--- start ---

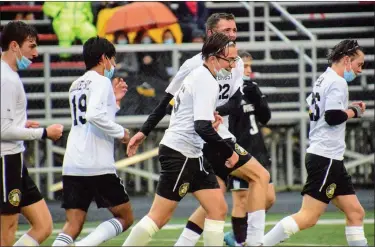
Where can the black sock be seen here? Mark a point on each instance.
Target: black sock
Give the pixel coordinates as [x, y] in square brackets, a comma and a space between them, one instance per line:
[239, 226]
[194, 227]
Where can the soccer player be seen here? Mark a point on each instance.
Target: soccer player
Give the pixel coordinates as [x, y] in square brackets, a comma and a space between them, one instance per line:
[19, 192]
[327, 178]
[180, 152]
[244, 124]
[89, 170]
[247, 167]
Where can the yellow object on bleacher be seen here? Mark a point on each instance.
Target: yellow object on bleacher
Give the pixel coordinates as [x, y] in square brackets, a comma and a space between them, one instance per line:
[156, 34]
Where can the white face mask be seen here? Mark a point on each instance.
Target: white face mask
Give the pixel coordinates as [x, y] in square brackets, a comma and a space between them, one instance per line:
[221, 73]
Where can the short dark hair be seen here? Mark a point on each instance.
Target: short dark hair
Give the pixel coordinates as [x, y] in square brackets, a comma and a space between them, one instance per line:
[17, 31]
[94, 48]
[216, 44]
[243, 54]
[214, 19]
[347, 47]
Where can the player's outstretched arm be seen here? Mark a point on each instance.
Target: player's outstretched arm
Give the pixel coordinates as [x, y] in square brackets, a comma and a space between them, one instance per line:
[153, 119]
[97, 114]
[161, 109]
[31, 131]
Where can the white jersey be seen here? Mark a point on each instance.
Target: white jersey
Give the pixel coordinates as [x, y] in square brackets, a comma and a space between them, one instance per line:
[90, 146]
[195, 100]
[13, 113]
[228, 86]
[330, 92]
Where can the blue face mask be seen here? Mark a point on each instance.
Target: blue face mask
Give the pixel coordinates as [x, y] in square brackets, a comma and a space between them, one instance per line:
[221, 73]
[122, 41]
[169, 41]
[23, 63]
[146, 40]
[349, 75]
[246, 78]
[109, 73]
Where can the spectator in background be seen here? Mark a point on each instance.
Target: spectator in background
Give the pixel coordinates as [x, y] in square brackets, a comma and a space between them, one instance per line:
[191, 15]
[149, 64]
[127, 63]
[71, 20]
[166, 57]
[197, 37]
[97, 6]
[23, 15]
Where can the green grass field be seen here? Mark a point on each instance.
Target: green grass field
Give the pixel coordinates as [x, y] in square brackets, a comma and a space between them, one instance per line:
[331, 232]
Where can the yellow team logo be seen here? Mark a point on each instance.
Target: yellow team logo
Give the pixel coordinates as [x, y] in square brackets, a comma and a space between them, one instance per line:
[240, 150]
[330, 191]
[183, 189]
[14, 197]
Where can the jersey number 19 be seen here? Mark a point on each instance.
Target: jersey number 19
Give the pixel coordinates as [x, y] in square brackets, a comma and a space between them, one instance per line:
[80, 105]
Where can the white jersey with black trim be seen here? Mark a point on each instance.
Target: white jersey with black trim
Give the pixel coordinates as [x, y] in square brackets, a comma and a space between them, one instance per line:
[228, 86]
[90, 146]
[13, 113]
[330, 92]
[195, 100]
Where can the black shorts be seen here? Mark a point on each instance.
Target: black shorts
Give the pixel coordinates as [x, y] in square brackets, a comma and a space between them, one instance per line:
[217, 161]
[180, 175]
[108, 190]
[326, 178]
[18, 189]
[235, 183]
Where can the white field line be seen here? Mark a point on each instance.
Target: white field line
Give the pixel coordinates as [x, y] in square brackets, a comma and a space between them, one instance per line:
[181, 226]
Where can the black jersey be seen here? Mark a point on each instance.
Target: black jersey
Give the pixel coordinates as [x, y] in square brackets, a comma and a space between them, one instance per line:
[244, 121]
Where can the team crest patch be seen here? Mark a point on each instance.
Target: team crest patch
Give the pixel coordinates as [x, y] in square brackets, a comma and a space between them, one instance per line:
[330, 191]
[240, 150]
[14, 197]
[183, 189]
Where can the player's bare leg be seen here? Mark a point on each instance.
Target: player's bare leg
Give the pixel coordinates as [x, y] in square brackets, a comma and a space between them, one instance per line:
[194, 227]
[354, 214]
[306, 217]
[239, 214]
[160, 213]
[258, 178]
[123, 219]
[75, 218]
[41, 223]
[8, 229]
[213, 203]
[240, 201]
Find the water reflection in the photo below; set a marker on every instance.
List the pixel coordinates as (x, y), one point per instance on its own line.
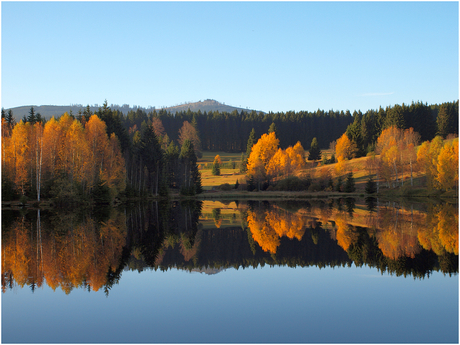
(90, 251)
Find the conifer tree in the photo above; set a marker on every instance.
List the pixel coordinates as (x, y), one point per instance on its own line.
(216, 166)
(315, 152)
(371, 186)
(350, 183)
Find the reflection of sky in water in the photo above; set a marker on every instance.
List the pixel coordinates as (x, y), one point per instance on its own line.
(269, 304)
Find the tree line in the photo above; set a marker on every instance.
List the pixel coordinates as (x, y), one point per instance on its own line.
(92, 158)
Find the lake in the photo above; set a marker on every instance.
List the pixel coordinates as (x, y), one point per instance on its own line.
(332, 271)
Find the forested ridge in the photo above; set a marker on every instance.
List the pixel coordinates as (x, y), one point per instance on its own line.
(107, 154)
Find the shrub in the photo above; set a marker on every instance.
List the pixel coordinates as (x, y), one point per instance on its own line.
(350, 183)
(292, 183)
(314, 187)
(225, 187)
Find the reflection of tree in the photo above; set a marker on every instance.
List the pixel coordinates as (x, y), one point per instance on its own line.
(397, 237)
(68, 252)
(346, 234)
(216, 215)
(440, 233)
(267, 227)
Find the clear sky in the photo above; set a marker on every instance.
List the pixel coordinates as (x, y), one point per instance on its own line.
(270, 56)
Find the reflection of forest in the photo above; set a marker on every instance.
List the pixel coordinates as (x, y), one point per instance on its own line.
(90, 251)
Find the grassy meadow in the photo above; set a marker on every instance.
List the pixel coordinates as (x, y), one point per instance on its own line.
(227, 175)
(314, 169)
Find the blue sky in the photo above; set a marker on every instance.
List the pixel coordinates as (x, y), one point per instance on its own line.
(270, 56)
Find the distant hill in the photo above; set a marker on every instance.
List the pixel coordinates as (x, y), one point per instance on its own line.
(47, 111)
(206, 105)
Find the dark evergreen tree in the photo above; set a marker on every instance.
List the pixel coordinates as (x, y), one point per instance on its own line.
(349, 183)
(216, 168)
(10, 118)
(272, 128)
(151, 156)
(31, 118)
(315, 152)
(191, 177)
(371, 186)
(251, 142)
(338, 186)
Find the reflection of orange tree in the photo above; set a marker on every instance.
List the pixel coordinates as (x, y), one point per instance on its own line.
(346, 234)
(397, 235)
(267, 227)
(441, 231)
(72, 255)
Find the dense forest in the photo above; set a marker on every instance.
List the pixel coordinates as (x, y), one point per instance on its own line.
(100, 156)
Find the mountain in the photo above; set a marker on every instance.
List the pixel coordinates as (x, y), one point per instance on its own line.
(47, 111)
(206, 105)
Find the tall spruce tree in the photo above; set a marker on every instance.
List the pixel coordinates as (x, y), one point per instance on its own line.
(315, 152)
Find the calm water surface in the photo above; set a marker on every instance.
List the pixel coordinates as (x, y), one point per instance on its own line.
(234, 272)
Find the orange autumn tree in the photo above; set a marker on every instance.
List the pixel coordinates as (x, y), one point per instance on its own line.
(61, 159)
(267, 227)
(345, 149)
(259, 159)
(447, 166)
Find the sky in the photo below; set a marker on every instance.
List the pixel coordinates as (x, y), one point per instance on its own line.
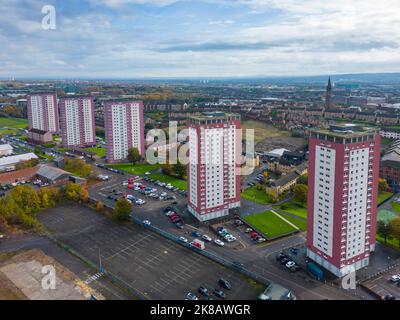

--- end ---

- TO BE DONE
Convert the lines of the records above into a JSON list of strings, one string per line with blank lines omitted, starting at the line that contains "Find the tall" and ending at the end of the records. Leave the pictures out of the list.

- ANSWER TO THIS PROBLEM
[
  "Find the tall spruce tree in the photo above; set a marker on every instance.",
  "List the pixel coordinates as (x, y), one point per instance on its own line.",
  "(315, 152)",
  "Find the calm water surface in the photo above; set a marker on every instance.",
  "List the pixel coordinates as (x, y), one point per instance on its own line.",
  "(234, 272)",
  "Find the orange autumn tree in the photo above; set a marker on every instance.",
  "List the pixel coordinates as (x, y), one point per instance on its own line.",
  "(61, 159)",
  "(267, 227)",
  "(345, 149)",
  "(259, 159)",
  "(447, 166)",
  "Find the sky in the photo below; set a marker on every instance.",
  "List the pixel coordinates as (x, y), one point per instance on its own line."
]